→ **What you are asked to do**
Copy all the data exactly, except the pictures.

→ **Recorded information**
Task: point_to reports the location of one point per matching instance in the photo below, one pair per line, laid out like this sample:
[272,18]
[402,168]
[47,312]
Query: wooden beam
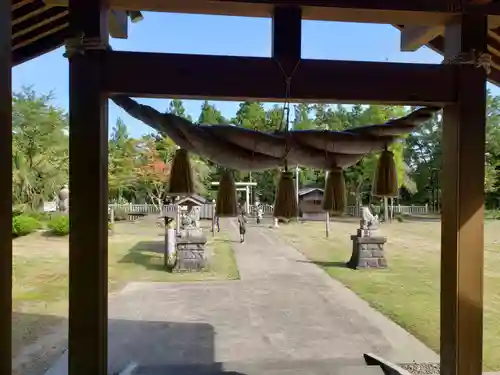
[5,190]
[287,37]
[414,37]
[88,240]
[238,78]
[118,24]
[462,243]
[423,12]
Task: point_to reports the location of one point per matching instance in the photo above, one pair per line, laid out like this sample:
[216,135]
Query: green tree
[210,115]
[40,148]
[176,107]
[122,152]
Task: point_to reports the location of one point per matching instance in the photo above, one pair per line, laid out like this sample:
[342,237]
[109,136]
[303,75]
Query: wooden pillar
[463,205]
[88,247]
[287,36]
[5,190]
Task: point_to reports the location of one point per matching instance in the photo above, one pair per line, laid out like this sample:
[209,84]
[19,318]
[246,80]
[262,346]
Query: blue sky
[218,35]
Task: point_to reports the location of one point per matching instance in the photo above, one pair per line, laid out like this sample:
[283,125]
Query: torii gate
[246,187]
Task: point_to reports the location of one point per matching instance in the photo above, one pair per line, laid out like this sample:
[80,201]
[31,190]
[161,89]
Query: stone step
[282,367]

→ **Solution**
Task: point_to reports the location of one point per matching instance in the photo below, one pair per line, laid out like this sample:
[272,18]
[402,168]
[47,312]
Query: wooden beam
[5,190]
[287,37]
[414,37]
[88,240]
[238,78]
[118,24]
[462,243]
[423,12]
Task: point_to reports the location of one point per matching instance in the photo above, one pair per line, laid out like this sample:
[216,135]
Query: green tree
[210,115]
[40,148]
[176,107]
[122,152]
Task: point_to reports the location of one point per matching instance in the photo above, one pair per line, laid out like this sample:
[342,237]
[109,136]
[303,75]
Query: wooden pillar
[463,205]
[88,247]
[287,36]
[5,190]
Task: point_to reports the location of one point per matching instance in the photo above, one pair per line, laid out like this sample:
[209,84]
[19,318]
[246,80]
[262,346]
Query: blue sky
[218,35]
Task: point_to reports the location of one point per matching instance in the photo above, one pair per line, laid out like this sample:
[283,125]
Query: torii gate
[246,187]
Task: point_to reports the location of one point per matching instance in the photo above, one pair per line, laid out like this sample:
[80,201]
[31,190]
[161,89]
Query: stone step
[282,367]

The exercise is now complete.